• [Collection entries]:
***
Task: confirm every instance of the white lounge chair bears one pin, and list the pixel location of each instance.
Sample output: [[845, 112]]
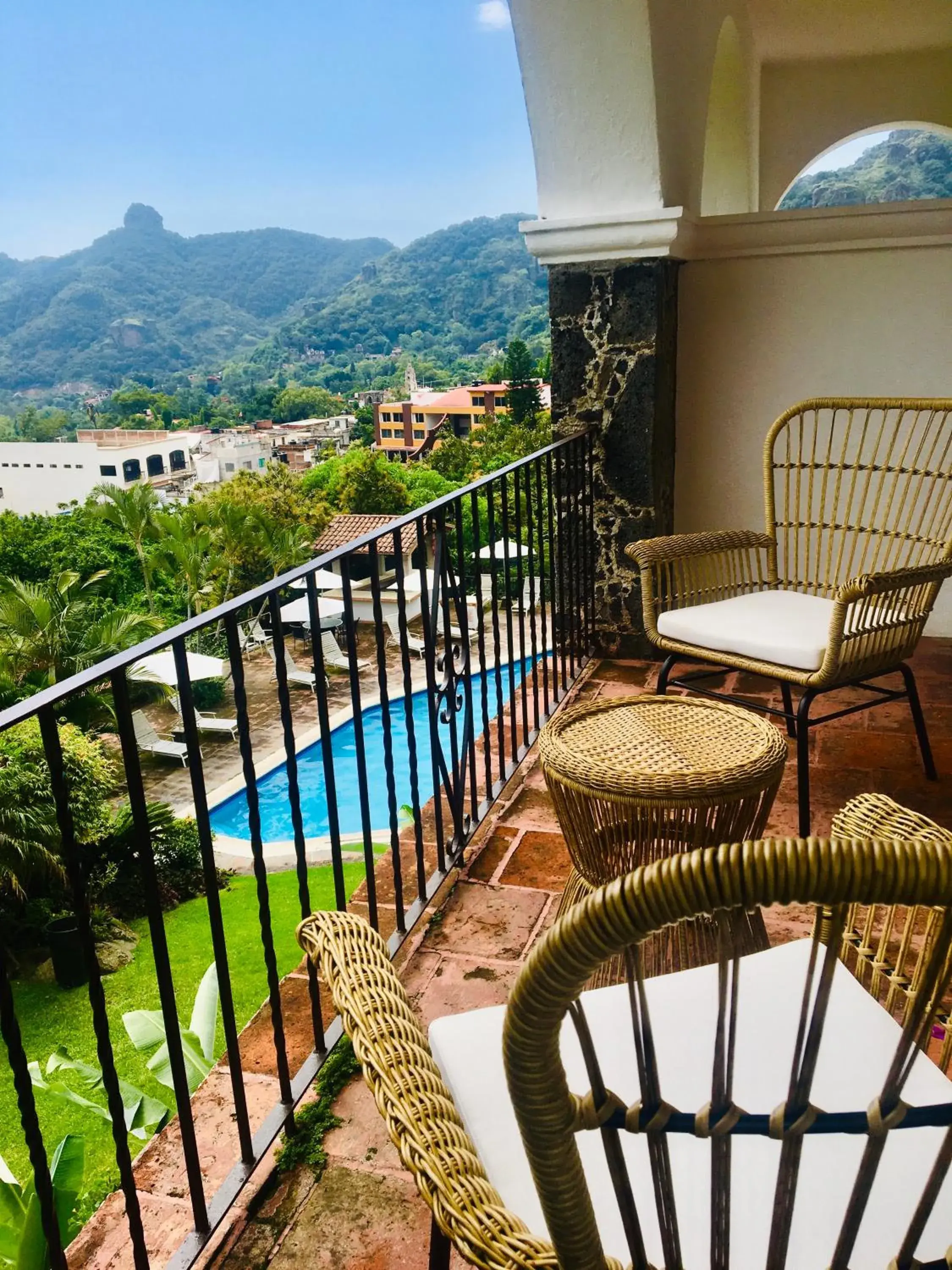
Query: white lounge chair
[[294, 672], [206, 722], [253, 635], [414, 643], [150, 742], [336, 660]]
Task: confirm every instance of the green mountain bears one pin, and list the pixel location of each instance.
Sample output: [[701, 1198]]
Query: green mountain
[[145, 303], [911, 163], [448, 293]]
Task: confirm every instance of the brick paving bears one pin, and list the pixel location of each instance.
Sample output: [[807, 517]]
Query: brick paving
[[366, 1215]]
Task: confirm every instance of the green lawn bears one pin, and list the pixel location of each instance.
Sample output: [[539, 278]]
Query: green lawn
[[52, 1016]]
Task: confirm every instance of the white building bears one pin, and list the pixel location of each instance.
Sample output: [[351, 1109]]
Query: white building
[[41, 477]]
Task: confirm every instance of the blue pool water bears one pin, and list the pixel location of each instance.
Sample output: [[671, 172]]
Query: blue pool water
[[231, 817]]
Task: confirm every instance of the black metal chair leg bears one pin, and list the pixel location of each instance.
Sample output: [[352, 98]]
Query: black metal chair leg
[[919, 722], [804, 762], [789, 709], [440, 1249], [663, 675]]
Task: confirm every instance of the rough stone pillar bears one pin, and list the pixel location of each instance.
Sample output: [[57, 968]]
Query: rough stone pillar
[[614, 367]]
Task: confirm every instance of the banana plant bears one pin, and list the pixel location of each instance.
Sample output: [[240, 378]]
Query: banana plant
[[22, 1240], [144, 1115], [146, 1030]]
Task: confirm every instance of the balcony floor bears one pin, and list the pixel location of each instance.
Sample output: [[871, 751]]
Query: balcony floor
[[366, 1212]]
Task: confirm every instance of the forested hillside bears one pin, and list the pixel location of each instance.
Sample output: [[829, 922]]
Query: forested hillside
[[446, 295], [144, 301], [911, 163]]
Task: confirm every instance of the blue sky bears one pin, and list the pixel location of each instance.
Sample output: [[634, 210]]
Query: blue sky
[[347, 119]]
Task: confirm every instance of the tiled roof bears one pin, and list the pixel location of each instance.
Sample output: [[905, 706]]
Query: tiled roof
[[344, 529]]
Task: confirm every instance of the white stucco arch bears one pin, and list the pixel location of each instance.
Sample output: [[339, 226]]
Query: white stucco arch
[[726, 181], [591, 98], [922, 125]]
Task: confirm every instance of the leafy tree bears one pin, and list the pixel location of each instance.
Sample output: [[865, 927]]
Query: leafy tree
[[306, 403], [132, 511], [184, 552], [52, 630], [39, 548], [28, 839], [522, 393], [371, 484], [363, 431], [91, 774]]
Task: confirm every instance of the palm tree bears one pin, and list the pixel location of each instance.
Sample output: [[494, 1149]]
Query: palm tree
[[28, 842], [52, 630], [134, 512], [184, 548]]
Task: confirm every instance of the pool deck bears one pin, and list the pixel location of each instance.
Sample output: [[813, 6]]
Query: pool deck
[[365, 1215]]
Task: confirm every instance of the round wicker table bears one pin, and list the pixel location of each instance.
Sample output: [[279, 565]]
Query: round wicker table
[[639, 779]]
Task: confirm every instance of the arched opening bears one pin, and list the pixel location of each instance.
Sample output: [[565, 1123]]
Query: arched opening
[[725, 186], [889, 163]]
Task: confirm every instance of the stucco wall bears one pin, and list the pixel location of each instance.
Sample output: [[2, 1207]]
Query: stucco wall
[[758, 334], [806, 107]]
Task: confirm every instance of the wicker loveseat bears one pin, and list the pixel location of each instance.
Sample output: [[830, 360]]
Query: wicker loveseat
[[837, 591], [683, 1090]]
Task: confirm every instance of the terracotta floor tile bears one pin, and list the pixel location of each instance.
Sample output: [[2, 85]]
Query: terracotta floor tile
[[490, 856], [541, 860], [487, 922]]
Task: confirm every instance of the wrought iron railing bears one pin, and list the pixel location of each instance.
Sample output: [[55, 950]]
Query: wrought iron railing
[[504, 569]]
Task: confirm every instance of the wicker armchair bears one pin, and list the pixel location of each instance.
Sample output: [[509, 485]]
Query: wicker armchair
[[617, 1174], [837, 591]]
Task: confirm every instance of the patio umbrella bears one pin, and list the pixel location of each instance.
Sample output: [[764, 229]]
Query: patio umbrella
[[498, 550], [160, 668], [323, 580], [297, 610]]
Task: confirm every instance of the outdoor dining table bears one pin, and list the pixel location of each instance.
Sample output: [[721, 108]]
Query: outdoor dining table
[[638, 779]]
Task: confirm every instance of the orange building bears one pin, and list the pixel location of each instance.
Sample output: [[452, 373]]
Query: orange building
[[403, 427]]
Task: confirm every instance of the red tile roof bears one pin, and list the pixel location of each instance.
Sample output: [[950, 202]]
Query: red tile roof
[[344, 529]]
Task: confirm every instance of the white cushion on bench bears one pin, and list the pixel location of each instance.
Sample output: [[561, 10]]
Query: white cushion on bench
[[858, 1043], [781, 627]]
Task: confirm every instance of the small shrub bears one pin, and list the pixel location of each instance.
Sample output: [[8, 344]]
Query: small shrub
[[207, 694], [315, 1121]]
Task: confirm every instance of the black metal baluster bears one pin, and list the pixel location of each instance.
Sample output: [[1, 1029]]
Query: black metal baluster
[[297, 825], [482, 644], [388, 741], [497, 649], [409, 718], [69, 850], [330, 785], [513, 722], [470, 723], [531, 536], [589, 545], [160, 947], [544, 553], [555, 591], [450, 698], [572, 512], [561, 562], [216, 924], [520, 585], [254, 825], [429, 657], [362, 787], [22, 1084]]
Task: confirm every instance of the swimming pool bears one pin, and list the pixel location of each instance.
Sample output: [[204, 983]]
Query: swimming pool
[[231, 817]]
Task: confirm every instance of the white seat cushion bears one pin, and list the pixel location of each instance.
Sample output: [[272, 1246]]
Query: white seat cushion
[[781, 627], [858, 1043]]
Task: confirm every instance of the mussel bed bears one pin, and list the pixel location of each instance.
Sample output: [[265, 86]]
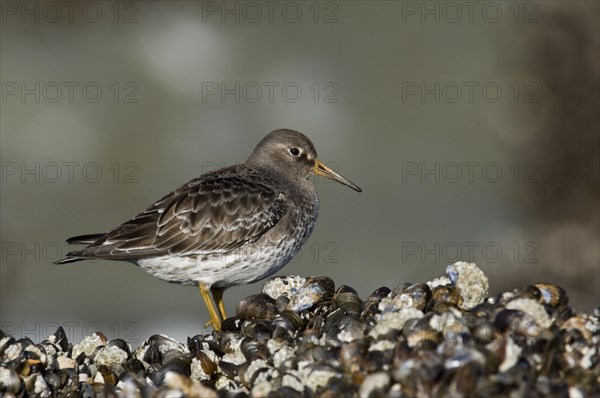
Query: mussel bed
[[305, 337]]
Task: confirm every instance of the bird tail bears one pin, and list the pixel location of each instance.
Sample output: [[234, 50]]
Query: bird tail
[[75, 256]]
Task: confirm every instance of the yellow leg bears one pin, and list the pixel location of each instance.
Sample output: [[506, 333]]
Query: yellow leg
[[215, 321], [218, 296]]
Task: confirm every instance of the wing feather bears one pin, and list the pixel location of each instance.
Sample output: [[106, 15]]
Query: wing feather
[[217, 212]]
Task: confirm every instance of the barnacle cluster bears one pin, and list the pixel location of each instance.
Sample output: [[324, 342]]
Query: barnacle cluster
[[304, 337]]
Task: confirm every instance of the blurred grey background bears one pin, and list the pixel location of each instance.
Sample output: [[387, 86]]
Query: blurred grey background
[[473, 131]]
***
• [What to produce]:
Repeat the rows from the beginning through the line that contains "[[366, 1212]]", including that line. Leave the pictures out of your answer.

• [Answer in full]:
Task: confirm every instance of the white lounge chair bears one pin, and list the pixel location of each instance.
Sample output: [[845, 112]]
Query: white lounge chair
[[294, 672], [206, 722], [253, 635], [414, 643], [150, 742], [336, 660]]
Task: confirm every instance of the green mountain bears one pin, and list the pixel location of each instance.
Sample output: [[701, 1198]]
Query: green mountain
[[145, 303], [911, 163], [448, 293]]
Task: confirm every instance of the brick paving bears one pin, and list the pixel location of each instance.
Sample output: [[807, 517]]
Query: brick paving
[[366, 1215]]
Task: confirm every instance of the green lawn bears one pin, and list the pixel location of each instance.
Sample output: [[539, 278]]
Query: green lawn
[[52, 1016]]
Task: confirm every instance of the white building bears one pin, and list the pixel location of each instance.
Sample output: [[351, 1109]]
Query: white building
[[41, 477]]
Task: confirm every instance of the blue pool water bears one pin, and list the pixel location of each instance.
Sample output: [[671, 172]]
Query: blue pool water
[[231, 817]]
Task: confirm every instance of the black metal chair leg bears one pin, and list the pixel location of each instance.
Sample output: [[352, 98]]
Query: black metal chair leg
[[919, 722], [804, 762], [789, 709], [440, 1249], [663, 675]]
Task: confirm every instance of the rough stone pillar bears one pin, and list the pixel location of each instance.
Sample output: [[57, 968]]
Query: rough stone pillar
[[614, 367]]
Task: confirm every instance of the banana plant bears one pin, and list the pixel location of each instance.
Sample output: [[240, 378]]
Query: banana plant
[[22, 1240], [144, 1115], [146, 1030]]
Task: confirm every instance of the balcony floor bears one pin, and list the pixel location of each instance.
Sample output: [[871, 751]]
Query: balcony floor
[[366, 1212]]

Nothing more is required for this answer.